Please pull out and copy every line of the rows below that contains the word "helmet". Case counts.
+++
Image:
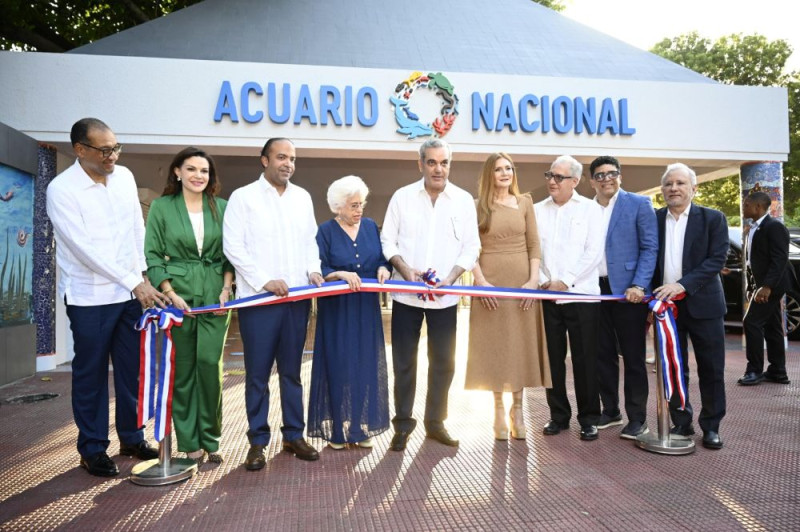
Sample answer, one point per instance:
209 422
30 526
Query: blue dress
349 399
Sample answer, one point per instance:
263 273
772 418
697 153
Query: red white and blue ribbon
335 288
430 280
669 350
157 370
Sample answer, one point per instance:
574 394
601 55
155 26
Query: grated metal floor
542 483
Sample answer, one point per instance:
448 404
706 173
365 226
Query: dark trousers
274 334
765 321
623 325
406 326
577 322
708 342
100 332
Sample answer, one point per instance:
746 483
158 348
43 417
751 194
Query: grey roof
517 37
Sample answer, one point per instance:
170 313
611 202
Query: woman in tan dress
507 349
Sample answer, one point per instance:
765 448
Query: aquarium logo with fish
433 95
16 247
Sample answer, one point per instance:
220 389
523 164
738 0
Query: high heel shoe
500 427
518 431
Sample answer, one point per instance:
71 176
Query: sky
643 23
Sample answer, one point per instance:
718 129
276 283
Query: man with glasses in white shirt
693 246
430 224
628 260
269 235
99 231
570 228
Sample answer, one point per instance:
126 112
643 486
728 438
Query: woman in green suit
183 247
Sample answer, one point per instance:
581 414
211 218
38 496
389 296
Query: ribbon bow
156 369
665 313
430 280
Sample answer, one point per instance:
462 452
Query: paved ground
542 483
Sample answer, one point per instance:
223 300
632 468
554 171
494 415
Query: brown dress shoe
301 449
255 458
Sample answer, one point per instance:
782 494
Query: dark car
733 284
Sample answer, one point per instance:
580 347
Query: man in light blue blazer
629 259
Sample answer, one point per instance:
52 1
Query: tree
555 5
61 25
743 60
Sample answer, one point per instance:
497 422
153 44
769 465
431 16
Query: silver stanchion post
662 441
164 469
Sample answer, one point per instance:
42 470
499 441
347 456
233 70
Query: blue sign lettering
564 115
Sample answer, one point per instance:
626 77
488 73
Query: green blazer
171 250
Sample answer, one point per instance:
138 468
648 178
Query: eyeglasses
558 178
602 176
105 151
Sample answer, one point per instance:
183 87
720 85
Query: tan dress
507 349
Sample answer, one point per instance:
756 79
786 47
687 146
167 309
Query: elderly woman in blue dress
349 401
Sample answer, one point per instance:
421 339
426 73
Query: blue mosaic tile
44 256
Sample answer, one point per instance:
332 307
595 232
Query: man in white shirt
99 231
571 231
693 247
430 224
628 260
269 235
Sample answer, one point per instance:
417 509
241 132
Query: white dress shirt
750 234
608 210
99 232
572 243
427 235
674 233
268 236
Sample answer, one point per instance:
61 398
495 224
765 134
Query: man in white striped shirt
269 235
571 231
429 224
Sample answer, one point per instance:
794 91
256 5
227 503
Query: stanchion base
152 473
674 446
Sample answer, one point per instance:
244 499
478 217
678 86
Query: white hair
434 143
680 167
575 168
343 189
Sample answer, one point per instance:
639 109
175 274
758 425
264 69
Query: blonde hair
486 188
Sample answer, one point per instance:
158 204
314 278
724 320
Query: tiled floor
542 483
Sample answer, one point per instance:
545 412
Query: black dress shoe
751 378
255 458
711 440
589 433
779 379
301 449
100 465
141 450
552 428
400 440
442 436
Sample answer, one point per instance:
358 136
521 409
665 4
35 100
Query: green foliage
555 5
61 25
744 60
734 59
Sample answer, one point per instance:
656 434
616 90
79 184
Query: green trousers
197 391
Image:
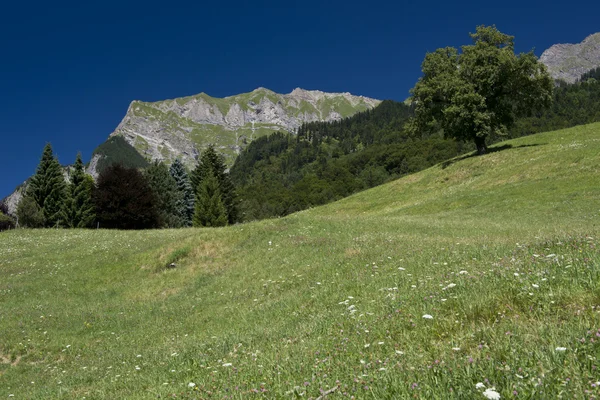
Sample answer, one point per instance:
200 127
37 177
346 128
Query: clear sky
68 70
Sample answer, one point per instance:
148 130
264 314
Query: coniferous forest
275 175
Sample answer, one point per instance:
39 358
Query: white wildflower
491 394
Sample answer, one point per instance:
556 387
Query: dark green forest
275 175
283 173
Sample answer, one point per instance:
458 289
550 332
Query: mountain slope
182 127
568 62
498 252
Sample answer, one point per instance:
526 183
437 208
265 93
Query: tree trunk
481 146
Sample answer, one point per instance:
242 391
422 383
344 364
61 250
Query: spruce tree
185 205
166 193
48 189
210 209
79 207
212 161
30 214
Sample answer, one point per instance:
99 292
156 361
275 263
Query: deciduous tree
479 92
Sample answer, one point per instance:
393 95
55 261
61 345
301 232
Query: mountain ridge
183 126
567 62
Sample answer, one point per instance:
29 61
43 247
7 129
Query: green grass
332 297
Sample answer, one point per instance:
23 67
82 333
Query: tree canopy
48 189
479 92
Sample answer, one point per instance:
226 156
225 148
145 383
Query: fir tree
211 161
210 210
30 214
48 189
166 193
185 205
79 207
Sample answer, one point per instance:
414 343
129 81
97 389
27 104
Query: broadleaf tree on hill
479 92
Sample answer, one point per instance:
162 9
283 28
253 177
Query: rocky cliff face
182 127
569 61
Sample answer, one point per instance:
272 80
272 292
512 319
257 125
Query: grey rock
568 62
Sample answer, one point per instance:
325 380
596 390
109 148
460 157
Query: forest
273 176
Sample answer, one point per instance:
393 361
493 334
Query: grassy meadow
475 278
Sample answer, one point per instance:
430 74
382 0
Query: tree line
+++
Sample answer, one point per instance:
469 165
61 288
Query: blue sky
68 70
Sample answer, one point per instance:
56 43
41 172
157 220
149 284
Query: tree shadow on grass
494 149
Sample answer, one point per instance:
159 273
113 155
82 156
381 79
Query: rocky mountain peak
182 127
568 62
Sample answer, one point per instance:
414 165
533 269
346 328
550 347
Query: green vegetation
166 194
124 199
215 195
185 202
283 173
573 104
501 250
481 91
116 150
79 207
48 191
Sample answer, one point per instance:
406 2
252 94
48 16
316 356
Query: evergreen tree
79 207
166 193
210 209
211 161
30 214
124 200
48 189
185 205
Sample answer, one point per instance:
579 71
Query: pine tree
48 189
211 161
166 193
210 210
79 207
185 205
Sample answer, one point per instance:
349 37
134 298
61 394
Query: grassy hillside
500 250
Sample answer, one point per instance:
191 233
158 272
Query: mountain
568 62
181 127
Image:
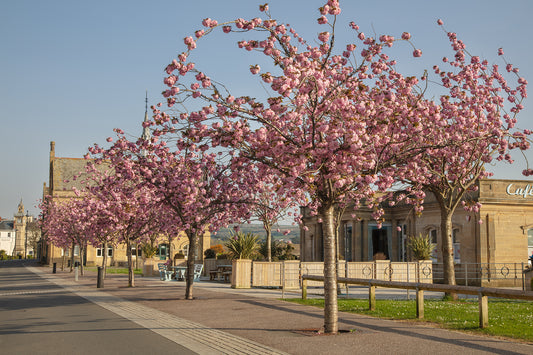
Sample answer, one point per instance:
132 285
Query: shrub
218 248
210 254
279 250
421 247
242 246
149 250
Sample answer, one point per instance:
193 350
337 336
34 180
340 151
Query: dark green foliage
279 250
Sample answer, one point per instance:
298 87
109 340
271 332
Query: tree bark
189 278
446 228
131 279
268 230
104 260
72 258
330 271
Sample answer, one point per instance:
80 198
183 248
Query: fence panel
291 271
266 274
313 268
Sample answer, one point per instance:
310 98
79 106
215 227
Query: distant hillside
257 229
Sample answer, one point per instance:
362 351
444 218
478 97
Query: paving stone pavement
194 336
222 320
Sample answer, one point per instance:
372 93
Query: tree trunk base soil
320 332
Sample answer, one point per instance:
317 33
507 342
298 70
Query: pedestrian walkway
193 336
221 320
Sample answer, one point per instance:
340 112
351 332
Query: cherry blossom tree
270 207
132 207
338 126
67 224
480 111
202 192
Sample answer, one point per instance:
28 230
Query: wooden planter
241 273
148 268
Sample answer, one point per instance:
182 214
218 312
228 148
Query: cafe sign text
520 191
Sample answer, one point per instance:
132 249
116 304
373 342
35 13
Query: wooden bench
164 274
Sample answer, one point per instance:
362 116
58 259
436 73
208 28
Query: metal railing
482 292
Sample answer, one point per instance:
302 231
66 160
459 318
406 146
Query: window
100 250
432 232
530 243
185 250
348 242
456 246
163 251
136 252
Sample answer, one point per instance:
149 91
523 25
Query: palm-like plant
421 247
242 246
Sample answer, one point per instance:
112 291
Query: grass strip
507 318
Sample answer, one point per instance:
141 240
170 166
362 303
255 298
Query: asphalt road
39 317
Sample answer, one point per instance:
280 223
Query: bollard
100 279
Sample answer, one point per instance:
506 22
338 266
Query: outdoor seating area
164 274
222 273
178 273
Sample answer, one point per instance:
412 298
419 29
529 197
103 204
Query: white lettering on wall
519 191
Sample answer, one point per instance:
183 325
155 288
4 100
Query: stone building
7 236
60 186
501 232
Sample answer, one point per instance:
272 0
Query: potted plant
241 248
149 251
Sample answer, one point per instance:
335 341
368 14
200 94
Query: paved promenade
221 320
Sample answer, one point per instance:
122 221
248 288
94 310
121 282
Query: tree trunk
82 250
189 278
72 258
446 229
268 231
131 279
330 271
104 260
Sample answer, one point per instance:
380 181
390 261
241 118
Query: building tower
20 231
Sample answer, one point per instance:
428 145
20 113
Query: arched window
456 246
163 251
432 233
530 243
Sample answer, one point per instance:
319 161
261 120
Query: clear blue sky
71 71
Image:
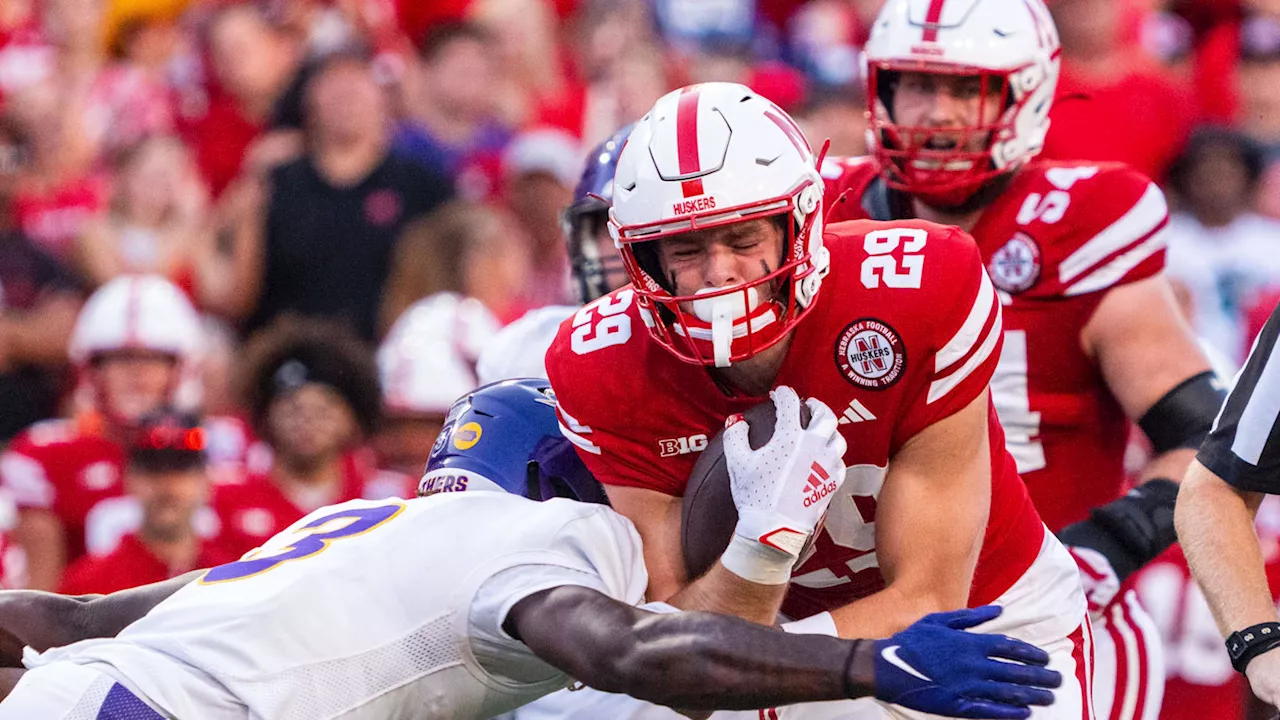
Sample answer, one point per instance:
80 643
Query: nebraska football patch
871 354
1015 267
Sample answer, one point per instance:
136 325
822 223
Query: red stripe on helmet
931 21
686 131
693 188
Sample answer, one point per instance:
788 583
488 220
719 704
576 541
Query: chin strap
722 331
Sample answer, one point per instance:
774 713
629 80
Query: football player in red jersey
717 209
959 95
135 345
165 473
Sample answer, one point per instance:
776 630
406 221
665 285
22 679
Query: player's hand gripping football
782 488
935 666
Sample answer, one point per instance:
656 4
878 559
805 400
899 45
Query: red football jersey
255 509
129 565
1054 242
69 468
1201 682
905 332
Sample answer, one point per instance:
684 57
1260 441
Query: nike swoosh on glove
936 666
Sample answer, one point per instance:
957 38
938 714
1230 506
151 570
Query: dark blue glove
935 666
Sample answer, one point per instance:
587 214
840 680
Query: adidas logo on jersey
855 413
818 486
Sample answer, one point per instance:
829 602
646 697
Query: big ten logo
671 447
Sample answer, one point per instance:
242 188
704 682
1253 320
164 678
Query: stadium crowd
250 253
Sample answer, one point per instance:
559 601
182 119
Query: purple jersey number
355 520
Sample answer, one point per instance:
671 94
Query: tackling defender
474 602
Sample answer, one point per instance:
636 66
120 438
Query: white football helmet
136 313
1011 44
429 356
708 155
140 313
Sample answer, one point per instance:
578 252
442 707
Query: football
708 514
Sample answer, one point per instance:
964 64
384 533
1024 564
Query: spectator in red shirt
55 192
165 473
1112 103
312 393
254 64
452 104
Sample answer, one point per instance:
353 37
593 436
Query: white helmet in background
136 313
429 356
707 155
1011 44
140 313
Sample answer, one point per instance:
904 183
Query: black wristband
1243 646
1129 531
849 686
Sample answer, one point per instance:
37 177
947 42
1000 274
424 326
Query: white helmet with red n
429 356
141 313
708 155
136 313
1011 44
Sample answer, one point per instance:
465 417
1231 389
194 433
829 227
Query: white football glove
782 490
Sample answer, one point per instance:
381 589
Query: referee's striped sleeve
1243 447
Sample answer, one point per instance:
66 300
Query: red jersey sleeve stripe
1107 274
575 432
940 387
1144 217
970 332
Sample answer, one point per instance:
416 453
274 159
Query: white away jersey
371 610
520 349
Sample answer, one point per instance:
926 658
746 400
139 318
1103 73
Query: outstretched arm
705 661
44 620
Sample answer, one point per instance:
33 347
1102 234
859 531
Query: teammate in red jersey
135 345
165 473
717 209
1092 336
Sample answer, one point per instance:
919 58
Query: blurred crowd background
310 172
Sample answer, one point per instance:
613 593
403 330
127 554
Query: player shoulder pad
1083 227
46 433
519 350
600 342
+++
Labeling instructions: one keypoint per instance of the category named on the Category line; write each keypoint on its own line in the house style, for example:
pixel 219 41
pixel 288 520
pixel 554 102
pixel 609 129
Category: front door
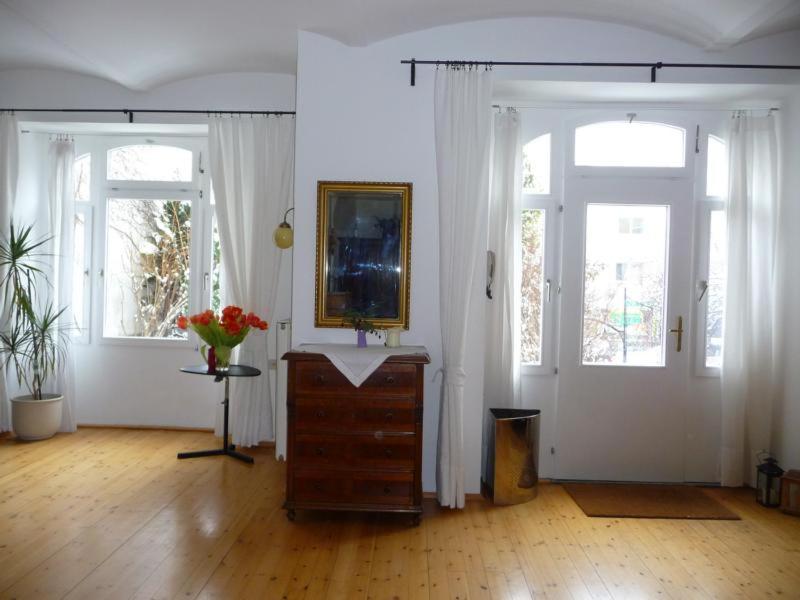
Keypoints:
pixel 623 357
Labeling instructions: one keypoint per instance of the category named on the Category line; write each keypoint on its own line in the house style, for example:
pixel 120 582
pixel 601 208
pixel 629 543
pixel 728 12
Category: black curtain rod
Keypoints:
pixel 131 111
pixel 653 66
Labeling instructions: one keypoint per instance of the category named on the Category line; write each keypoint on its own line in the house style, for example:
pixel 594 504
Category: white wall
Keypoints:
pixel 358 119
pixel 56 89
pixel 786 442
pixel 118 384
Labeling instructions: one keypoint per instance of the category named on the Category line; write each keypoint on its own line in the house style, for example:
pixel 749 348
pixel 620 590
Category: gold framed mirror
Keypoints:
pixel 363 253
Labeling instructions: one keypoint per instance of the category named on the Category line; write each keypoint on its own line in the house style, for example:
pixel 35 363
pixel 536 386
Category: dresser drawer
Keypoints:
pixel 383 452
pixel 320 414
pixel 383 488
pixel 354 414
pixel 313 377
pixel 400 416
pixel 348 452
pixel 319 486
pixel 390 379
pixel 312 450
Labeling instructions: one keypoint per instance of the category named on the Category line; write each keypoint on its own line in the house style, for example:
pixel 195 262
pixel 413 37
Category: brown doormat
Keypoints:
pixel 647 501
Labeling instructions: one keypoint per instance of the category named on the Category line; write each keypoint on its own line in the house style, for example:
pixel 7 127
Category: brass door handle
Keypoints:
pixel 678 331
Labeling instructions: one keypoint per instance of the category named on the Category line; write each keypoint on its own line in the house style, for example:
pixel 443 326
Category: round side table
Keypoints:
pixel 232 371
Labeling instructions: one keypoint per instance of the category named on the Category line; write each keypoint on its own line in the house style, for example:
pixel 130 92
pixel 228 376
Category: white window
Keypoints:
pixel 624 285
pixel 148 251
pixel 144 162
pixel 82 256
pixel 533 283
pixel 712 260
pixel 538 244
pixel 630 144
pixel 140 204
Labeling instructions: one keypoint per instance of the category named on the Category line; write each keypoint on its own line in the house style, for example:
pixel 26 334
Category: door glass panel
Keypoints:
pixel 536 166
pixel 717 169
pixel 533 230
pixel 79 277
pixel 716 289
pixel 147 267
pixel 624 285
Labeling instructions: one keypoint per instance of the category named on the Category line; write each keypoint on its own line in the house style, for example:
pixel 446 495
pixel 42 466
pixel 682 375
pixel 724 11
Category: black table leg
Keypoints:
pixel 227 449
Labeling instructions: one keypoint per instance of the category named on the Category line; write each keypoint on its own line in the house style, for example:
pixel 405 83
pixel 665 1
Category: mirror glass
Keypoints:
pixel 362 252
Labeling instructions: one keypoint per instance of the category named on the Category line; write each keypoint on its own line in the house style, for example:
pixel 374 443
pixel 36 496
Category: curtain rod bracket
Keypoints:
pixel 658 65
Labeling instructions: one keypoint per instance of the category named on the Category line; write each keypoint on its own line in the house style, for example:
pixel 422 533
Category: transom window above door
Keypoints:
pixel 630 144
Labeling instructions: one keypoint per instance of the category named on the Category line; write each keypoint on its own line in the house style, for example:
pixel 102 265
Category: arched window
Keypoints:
+++
_Finished answer:_
Query: red stripe on helmet
Query: white football helmet
Query: white helmet in background
Query: white helmet with red n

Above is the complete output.